### Text passage
==================================================
Open call for Lety u Písku Holocaust Memorial competition entries

 

06/11/2019

On 14th October 2019 the Czech Museum of Romani Culture in cooperation with the Ministry of Culture of the Czech Republic and ONplan, the competition organizer, announced a landscape and architectural competition for a memorial to the Roma and Sinti Holocaust victims in Bohemia. The memorial is to be set in Lety u Písku, a village where during World War Two a so-called Gypsy Camp was built, a forced labour facility for Bohemian Roma and Sinti before their transport to Auschwitz. 

The open call international competition will be held in two rounds. The submission deadline of the first round is 17 January 2019. A jury will select seven design proposals for the second round. The winner is to be announced by May 2020 and the Museum of Romani Culture expects to open the memorial in 2023. The first stage of construction is set to cost over € 1,2 mil (31 mil CZK) and will presumably start in 2021.
==================================================
### Problems
A: Print the part of the memorial competition announcement starting at "On 14th October" and ending at "transport to Auschwitz.", word for word.
B: Return each line of the rows that contains the string "target", matching case.
The announcement above and the rows that follow have nothing to do with each other.

### Data records
==================================================
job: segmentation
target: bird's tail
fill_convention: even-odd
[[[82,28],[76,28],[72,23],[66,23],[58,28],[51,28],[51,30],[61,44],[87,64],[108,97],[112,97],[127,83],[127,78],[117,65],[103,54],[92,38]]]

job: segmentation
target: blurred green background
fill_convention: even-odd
==================================================
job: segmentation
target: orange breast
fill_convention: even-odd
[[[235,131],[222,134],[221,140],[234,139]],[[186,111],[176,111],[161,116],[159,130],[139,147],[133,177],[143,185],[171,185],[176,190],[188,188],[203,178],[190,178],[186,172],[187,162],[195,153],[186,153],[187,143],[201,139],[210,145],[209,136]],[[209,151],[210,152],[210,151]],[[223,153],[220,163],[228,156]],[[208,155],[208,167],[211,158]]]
==================================================
### Answers by task
A:
On 14th October 2019 the Czech Museum of Romani Culture in cooperation with the Ministry of Culture of the Czech Republic and ONplan, the competition organizer, announced a landscape and architectural competition for a memorial to the Roma and Sinti Holocaust victims in Bohemia. The memorial is to be set in Lety u Písku, a village where during World War Two a so-called Gypsy Camp was built, a forced labour facility for Bohemian Roma and Sinti before their transport to Auschwitz.

B:
target: bird's tail
target: blurred green background
target: orange breast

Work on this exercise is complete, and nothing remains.